_TEXT SEGMENT_:
----

We are in danger of allowing that to happen as the IMF imposes its will on a greater part of the developing world. There is no point in having plenty of food in society if the majority of people do not have the wherewithal to buy it. The solution to the problem of food security is not simple. Neither model works to provide adequate food for the great majority. We have discovered this in Europe and North America — one either ends up with food surpluses or food prices which make life difficult for large numbers of people. A commodity as rudimentary as fish will become a luxury in the next ten years as it becomes increasingly scarce because of overfishing. The problem is far more complex than looking back and blaming the British for what happened in 1847 or blaming Stalinism in North Korea, not that it deserves any excuses. We operate other policies which, while they do not produce spectacular famine, produce great misery.

Such phenomena do not happen by accident. Indeed, they are often deliberately willed. There is one poor country which has done a remarkable job of feeding, educating and providing health care and basic shelter for its people, yet it is the main enemy of the richest country in the world. I refer to Cuba. One does not have to give unequivocal support to the political regime in Cuba to wonder how the world can worry about famine and starvation yet watch while the most powerful country in the world attempts to crush a country which has managed to tackle successfully famine, starvation and misery.

It is always wrong to turn on peoples because one does not like their governments. It is always wrong to make life miserable for the people of a country, particularly one which is accused of not being democratic and where the people have no choice, and to try to undermine food supplies and health care. The US Government is trying to create famine in Cuba and we should say that is wrong.

North Korea has a disgusting, obnoxious and corrupt Stalinist regime. It is essentially a family which owns a country and claims it in the name of an ideology. Until recently, South Korea was not a nice place. It was a brutal dictatorship with large scale repression where students were massacred in the 1970s because they did not like their government. It is turning out to be quite a corrupt country, which explains why many of its major conglomerates and banks are in serious financial trouble. We should not busy ourselves with eulogies for what we call free enterprise, which turns out be an oligarchy in South America.

I regretted the limited way in which the Minister expressed his concern about the export of missiles by North Korea to areas of high tension in the world. He was right to mention it. However, he should have said that the export of arms to any country is a dubious practice fraught with profound moral questions. More innocent people die every year as a result of wars fought with weapons exported from the rich West than will die in the West from drugs exported by poor countries. Armaments are the single biggest killer of young people and children, far ahead of drugs. Governments of left and right in the developed West have been corrupted by the arms industry. It is impossible to have a moral arms industry. Ending the arms industry could release enormous resources. No country should export arms, and any country which wishes to arm itself it should produce its own armaments. There is no such thing as a moral arms trade, no more than there is a moral drugs trade. It may make the West rich but it does others great damage.

----

_DATA LINES_:
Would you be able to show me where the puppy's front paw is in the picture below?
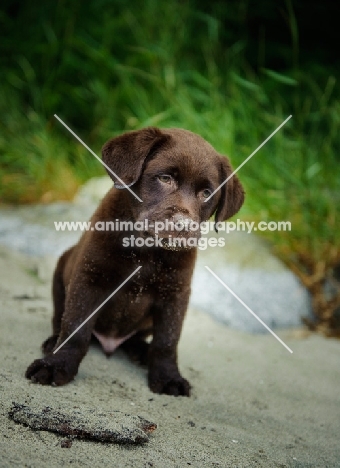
[25,355,78,386]
[149,371,190,396]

----

_EXERCISE REQUIREMENTS_:
A) Reproduce the part of the speech excerpt between "It is always wrong to turn" and "that is wrong.", inclusive.
B) Answer these from the speech excerpt:
(i) Which commodity is expected to become a luxury in the next ten years?
(ii) In which decade were students massacred in South Korea?
(iii) What is named as the single biggest killer of young people and children?

_TASK SOLUTIONS_:
A)
It is always wrong to turn on peoples because one does not like their governments. It is always wrong to make life miserable for the people of a country, particularly one which is accused of not being democratic and where the people have no choice, and to try to undermine food supplies and health care. The US Government is trying to create famine in Cuba and we should say that is wrong.

B)
(i) Fish.
(ii) The 1970s.
(iii) Armaments.